──────── TEXT BLOCK

Saved-search alert scheduling

Any saved search can be promoted to an alert with a cron expression, timezone, hit threshold, and multi-recipient email list. Six presets cover the common cadences (5 min / 15 min / hourly / daily 9 AM / weekdays 9 AM / Monday 9 AM); arbitrary cron strings are supported. Ownership and admin RBAC match the delete rule — only the search owner or an admin can configure alerting. Backend croniter runner fires on the tenant's timezone, not the server's.

Per-tenant workers

Queues are named aria.<concern>.<company_id>; a supervisor queries the tenant roster on startup and spawns dedicated worker processes per tenant alongside stage workers. Noisy tenants don't starve quiet ones, and tenant-level pause / restart operates on a blast-radius of one. Designed to scale horizontally to 10+ tenants without a container-per-tenant blowup.

Native SIEM-style search

Built-in search tab with field-aware DSL (severity:critical AND source:wazuh), visual filter builder, right-side schema panel, cursor-paginated infinite scroll, SQL pushdown into JSONB for sub-100ms first page, and saved searches with private / tenant / global visibility. Timechart and top-value aggregations share the same filter state. Any saved search can be promoted to a scheduled alert (cron + timezone + threshold + multi-recipient). This is the single search surface — no external index to operate, no split-brain with a parallel search engine.

Detection Engineering

Closes the loop Alert → Verdict → Rule. Per-rule TP/FP/escalation rate, noisy-rule ranking by fp_rate × log(1+hits), explainable tuning recommendations with evidence, replay against historical alerts, MITRE coverage with gap detection, candidate-rule review queue (LearningAgent output), immutable rule versioning with one-click rollback, and Sigma import with structural validation.

Security Intelligence

IOCs move from "enrich and show" to scored + prioritized + correlated. Threat score 0-100 with explainable components (source confidence, sighting volume, confirmed TPs, freshness, lifecycle overrides). Lifecycle states: active / stale / expired / suppressed / trusted. Campaign severity + confidence (confirmed / probable / unknown). Feed sync health, hunt-suggestion generation, intel ⇄ rule coverage gaps, per-tenant threat landscape.

MSSP tenancy + governance

Single choke point for tenant isolation. Every query scoped server-side from the JWT; client-supplied tenant parameters are ignored. Cross-tenant admin access is explicit, role-gated, audit-logged, and surfaced via UI banner. Per-tenant white-label branding (logo, display name, primary color, report footer) flows into every report payload and PDF export. Per-tenant per-action policy overrides with effective-policy visualization. MSP-of-MSP tenant hierarchy via parent-child wiring.

────────────────
──────── INFORMATION GIVEN

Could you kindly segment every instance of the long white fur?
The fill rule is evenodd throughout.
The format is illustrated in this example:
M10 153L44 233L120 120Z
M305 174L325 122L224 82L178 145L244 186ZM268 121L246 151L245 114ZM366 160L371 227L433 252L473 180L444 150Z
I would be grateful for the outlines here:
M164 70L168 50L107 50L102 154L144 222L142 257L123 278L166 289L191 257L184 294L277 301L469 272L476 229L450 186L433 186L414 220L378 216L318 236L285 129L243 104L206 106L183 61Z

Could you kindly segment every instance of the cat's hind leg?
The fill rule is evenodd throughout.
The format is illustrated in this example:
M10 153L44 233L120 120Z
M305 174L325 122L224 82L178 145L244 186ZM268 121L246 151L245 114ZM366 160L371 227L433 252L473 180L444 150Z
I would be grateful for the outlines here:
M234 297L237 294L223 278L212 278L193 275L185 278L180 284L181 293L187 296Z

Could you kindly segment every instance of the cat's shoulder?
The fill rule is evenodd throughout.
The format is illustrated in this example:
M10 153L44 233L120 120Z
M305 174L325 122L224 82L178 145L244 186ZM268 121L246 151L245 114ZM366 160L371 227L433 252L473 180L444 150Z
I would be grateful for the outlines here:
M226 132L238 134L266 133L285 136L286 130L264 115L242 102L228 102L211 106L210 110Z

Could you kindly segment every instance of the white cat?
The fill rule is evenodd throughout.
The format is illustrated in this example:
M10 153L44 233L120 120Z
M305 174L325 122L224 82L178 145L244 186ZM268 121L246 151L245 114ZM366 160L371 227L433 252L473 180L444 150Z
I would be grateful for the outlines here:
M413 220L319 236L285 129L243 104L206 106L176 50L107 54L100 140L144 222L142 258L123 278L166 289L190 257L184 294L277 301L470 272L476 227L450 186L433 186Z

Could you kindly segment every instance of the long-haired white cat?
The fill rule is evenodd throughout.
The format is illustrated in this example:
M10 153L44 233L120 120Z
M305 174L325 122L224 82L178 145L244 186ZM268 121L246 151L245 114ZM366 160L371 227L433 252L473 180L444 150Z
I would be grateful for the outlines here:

────────────────

TASK SET:
[1] In the feature overview, the backend croniter runner fires alerts on which timezone?
[2] Print the passage of the feature overview between "Closes the loop" and "per-tenant threat landscape.", inclusive.
[3] Recast the paragraph of the feature overview that begins "Single choke point for tenant isolation" as a bulleted list that keeps its main facts.

TASK-BY-TASK RESULTS:
[1] It fires on the tenant's timezone, not the server's.

[2]
Closes the loop Alert → Verdict → Rule. Per-rule TP/FP/escalation rate, noisy-rule ranking by fp_rate × log(1+hits), explainable tuning recommendations with evidence, replay against historical alerts, MITRE coverage with gap detection, candidate-rule review queue (LearningAgent output), immutable rule versioning with one-click rollback, and Sigma import with structural validation.

Security Intelligence

IOCs move from "enrich and show" to scored + prioritized + correlated. Threat score 0-100 with explainable components (source confidence, sighting volume, confirmed TPs, freshness, lifecycle overrides). Lifecycle states: active / stale / expired / suppressed / trusted. Campaign severity + confidence (confirmed / probable / unknown). Feed sync health, hunt-suggestion generation, intel ⇄ rule coverage gaps, per-tenant threat landscape.

[3]
- Tenant isolation passes through a single choke point.
- Every query is scoped server-side from the JWT, and client-supplied tenant parameters are ignored.
- Cross-tenant admin access is explicit, role-gated, audit-logged, and surfaced via a UI banner.
- Per-tenant white-label branding (logo, display name, primary color, report footer) flows into every report payload and PDF export.
- Per-tenant, per-action policy overrides come with effective-policy visualization.
- An MSP-of-MSP tenant hierarchy is supported through parent-child wiring.